*About this task*.
For each line of the data below, copy it if it holds the word "front".

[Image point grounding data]
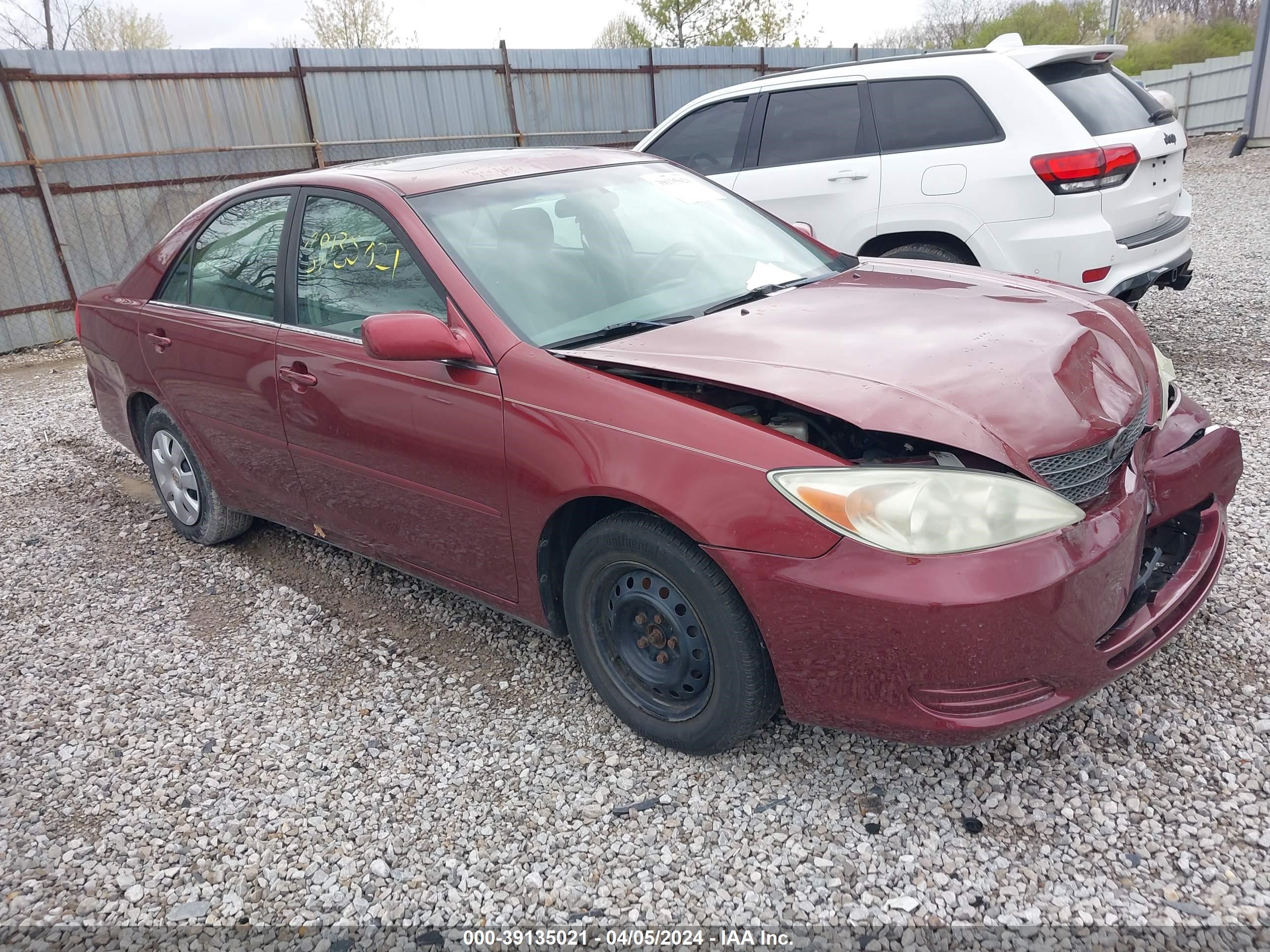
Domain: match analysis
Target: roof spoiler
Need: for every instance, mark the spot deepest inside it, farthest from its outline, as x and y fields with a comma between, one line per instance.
x=1034, y=56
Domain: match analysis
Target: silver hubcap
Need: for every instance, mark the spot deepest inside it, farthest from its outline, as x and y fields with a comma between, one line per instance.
x=176, y=476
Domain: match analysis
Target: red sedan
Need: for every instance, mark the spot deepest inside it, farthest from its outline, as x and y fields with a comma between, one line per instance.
x=737, y=469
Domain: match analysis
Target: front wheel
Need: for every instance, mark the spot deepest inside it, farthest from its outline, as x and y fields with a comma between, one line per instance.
x=183, y=486
x=665, y=636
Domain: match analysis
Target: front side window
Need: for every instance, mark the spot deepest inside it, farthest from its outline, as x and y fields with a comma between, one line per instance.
x=706, y=140
x=812, y=125
x=929, y=113
x=658, y=244
x=352, y=266
x=1104, y=100
x=234, y=262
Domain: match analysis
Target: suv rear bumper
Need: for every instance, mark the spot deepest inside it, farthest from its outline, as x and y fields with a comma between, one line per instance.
x=1077, y=239
x=1174, y=274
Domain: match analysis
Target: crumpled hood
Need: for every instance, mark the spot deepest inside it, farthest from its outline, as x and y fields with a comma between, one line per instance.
x=1005, y=367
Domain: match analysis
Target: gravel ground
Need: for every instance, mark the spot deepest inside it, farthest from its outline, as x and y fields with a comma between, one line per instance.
x=279, y=733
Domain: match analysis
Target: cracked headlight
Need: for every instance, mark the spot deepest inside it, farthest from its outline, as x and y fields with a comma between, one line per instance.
x=926, y=510
x=1171, y=394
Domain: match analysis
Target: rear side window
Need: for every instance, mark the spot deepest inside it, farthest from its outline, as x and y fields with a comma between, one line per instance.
x=235, y=261
x=705, y=140
x=929, y=113
x=352, y=266
x=1104, y=100
x=810, y=125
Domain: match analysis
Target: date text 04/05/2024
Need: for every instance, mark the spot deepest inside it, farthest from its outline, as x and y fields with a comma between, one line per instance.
x=628, y=938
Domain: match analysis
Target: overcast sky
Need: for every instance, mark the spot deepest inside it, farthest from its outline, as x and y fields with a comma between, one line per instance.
x=482, y=23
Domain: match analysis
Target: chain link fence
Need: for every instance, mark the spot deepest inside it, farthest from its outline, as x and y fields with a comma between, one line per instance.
x=102, y=154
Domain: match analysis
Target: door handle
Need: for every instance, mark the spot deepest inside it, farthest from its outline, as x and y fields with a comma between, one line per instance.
x=160, y=342
x=298, y=376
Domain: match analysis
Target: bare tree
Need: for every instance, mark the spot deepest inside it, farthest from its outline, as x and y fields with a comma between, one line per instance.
x=623, y=31
x=1196, y=10
x=351, y=25
x=121, y=28
x=684, y=23
x=41, y=25
x=945, y=25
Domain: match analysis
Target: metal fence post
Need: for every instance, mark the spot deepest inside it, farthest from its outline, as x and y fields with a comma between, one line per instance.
x=652, y=85
x=319, y=163
x=511, y=94
x=37, y=170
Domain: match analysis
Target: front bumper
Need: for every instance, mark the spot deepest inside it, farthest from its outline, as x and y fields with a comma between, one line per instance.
x=955, y=649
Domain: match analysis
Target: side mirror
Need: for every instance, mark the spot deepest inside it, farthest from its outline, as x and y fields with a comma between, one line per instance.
x=413, y=336
x=1165, y=100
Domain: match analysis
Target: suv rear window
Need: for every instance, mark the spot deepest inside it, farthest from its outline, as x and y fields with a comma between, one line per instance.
x=705, y=140
x=1105, y=101
x=812, y=125
x=929, y=113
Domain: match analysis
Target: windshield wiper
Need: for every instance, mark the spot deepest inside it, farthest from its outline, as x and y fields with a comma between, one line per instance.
x=619, y=331
x=760, y=294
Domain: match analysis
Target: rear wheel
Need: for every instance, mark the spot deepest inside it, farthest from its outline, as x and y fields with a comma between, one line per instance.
x=927, y=252
x=188, y=497
x=665, y=636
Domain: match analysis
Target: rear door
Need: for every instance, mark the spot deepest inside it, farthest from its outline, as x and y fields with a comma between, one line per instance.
x=1117, y=111
x=209, y=340
x=812, y=159
x=400, y=460
x=945, y=163
x=710, y=140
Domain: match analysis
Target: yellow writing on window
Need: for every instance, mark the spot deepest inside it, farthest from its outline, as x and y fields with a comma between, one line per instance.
x=323, y=249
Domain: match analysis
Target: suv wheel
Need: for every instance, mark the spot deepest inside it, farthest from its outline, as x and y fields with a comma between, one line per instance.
x=927, y=252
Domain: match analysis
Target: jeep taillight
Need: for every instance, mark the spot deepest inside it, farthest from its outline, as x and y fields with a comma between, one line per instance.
x=1086, y=170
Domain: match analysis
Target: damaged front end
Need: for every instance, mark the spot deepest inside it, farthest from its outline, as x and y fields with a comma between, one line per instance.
x=832, y=435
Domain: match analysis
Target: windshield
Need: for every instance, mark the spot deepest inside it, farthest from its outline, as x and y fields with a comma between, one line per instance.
x=564, y=256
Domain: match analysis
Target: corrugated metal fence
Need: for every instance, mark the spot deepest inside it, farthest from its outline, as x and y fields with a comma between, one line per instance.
x=101, y=154
x=1212, y=96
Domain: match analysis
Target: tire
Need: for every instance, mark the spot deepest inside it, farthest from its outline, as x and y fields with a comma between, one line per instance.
x=665, y=636
x=927, y=252
x=188, y=497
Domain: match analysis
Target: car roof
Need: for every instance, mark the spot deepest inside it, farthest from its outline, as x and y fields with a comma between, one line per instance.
x=927, y=63
x=432, y=172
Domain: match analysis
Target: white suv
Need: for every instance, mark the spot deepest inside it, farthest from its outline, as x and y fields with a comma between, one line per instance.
x=1038, y=160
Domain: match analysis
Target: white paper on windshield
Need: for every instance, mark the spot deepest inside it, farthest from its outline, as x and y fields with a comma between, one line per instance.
x=684, y=187
x=769, y=273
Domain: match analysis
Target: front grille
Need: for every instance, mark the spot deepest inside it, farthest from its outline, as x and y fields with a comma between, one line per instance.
x=1085, y=474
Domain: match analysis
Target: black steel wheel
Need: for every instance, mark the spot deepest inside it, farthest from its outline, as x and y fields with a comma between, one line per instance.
x=665, y=636
x=653, y=645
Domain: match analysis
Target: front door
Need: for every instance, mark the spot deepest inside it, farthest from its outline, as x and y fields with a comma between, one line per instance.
x=209, y=340
x=400, y=460
x=816, y=163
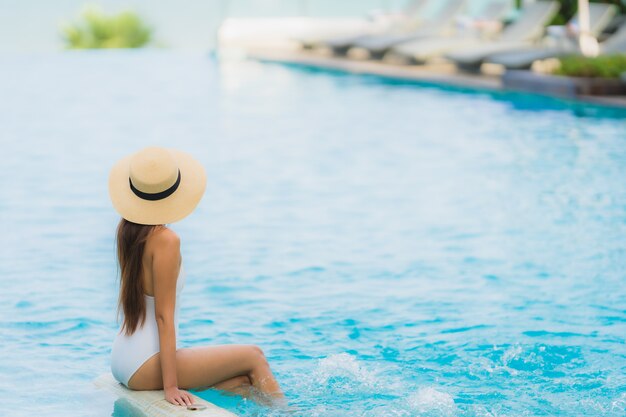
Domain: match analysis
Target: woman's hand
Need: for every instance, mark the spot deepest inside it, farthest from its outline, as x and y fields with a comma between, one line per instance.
x=178, y=396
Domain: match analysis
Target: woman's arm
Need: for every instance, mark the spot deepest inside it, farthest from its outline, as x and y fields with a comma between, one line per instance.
x=165, y=268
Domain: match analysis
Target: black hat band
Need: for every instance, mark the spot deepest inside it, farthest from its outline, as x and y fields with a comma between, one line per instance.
x=155, y=196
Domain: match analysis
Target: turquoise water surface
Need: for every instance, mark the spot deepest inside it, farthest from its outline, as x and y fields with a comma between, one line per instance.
x=395, y=249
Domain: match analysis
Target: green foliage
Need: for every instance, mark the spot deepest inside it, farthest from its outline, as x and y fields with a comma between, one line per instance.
x=97, y=30
x=570, y=7
x=607, y=66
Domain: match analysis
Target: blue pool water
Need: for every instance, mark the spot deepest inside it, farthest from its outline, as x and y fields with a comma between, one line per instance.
x=396, y=250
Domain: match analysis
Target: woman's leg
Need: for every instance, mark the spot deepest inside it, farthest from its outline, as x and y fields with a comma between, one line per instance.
x=239, y=385
x=210, y=365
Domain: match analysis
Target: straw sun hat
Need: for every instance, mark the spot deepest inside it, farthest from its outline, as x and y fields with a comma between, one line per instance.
x=156, y=185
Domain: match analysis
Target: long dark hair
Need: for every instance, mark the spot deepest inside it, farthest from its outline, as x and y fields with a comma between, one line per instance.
x=131, y=241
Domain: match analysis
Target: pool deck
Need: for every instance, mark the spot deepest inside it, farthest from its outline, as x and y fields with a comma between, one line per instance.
x=442, y=74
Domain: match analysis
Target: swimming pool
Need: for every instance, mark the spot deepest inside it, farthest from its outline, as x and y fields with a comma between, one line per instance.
x=396, y=250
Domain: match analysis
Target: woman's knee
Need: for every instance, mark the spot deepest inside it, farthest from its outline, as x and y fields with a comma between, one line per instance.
x=258, y=356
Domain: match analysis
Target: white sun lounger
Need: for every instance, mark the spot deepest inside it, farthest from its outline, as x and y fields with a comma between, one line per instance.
x=421, y=50
x=525, y=31
x=600, y=16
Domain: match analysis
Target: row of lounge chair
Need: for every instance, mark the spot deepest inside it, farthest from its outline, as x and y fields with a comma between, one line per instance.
x=419, y=40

*Answer to the exercise*.
Target: front wheel
Target: front side window
Target: front bumper
Target: damaged front end
Target: front grille
Target: front door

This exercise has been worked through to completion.